--- Start Material for this task ---

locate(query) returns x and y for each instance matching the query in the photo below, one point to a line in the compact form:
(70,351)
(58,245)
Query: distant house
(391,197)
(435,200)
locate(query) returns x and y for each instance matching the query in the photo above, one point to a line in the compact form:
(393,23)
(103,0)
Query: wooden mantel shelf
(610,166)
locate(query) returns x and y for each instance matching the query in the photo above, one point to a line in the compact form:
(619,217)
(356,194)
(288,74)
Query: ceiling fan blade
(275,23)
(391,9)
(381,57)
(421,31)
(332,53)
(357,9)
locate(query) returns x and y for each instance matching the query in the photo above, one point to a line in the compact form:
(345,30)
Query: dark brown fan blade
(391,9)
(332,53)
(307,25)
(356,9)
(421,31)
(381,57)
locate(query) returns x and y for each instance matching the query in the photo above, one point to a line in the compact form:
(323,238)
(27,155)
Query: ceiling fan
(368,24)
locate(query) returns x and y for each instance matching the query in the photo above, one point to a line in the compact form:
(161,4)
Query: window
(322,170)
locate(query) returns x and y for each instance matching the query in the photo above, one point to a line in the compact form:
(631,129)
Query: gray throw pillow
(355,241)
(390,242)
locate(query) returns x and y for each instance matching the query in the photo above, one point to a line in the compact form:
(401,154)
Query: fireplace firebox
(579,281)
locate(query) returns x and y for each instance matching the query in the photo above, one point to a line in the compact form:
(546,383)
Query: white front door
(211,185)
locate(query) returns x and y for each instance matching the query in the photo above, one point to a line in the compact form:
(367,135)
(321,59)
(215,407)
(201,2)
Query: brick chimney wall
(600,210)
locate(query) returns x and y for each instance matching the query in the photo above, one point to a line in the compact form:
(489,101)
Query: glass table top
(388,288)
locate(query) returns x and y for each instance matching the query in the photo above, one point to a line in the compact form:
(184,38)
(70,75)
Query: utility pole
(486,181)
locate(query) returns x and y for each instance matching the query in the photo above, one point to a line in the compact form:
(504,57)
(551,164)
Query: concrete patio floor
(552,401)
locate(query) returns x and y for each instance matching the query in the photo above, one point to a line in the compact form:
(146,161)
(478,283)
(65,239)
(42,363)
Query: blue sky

--- End Material for this task ---

- **Directions**: Copy out all of the data exactly, leaving nothing out.

- **Response to the task**:
locate(query) returns x and y for each instance matching the query in the photo below, one point to a line in the compact form:
(70,351)
(58,245)
Query: distant house
(391,197)
(435,200)
locate(query) returns x and y for each instance matching the query in the photo above, one point to a line in the compact form:
(393,23)
(103,0)
Query: wooden mantel shelf
(610,166)
locate(query) returns x and y for each instance matching the query in the photo above, one point to a line in the compact form:
(619,217)
(356,194)
(288,74)
Query: ceiling fan blade
(275,23)
(391,9)
(381,57)
(421,31)
(332,53)
(357,9)
locate(query) returns x and y for each instance matching the query in the photo above, one point to a line in the compact form:
(345,30)
Query: dark brown fan blade
(391,9)
(332,53)
(307,25)
(356,9)
(421,31)
(381,57)
locate(query) returns x and y for each instance matching the query in the photo above, one point to a line in the compact form:
(323,238)
(27,155)
Query: ceiling fan
(368,24)
locate(query) returns x and y for each instance matching the query in the photo above, one point to a line in the compact form:
(161,4)
Query: window
(322,170)
locate(query) returns x and y for each instance matching the query in the photo above, one point to a line in the compact form:
(631,129)
Query: gray throw pillow
(355,241)
(390,242)
locate(query) returns x and y for each instance matching the query in the photo above, one point to a line in the compact form:
(401,154)
Query: fireplace firebox
(579,281)
locate(query) returns x and y for each instance matching the query in the photo above, one point to a line in the compact form:
(546,383)
Query: white front door
(211,185)
locate(query) returns x and y for each instance matching the query in the photo above, one point to a line in the compact form:
(367,135)
(321,59)
(215,407)
(201,2)
Query: brick chimney wall
(600,210)
locate(query) returns x and y for each instance matching the query in the photo above, one point to a line in the compact form:
(489,101)
Query: glass table top
(388,288)
locate(query) returns x and y for each instance matching the query in the photo above, one point to a line in the compact form:
(184,38)
(70,75)
Query: utility pole
(486,181)
locate(query) returns x and y for each instance matching the query in the photo above, one point to a line in the compact form:
(504,57)
(551,164)
Query: concrete patio floor
(552,401)
locate(query) returns x and y for each instance matching the query in the photo above, one point to a line in the compact form:
(146,161)
(478,283)
(65,239)
(42,363)
Query: blue sky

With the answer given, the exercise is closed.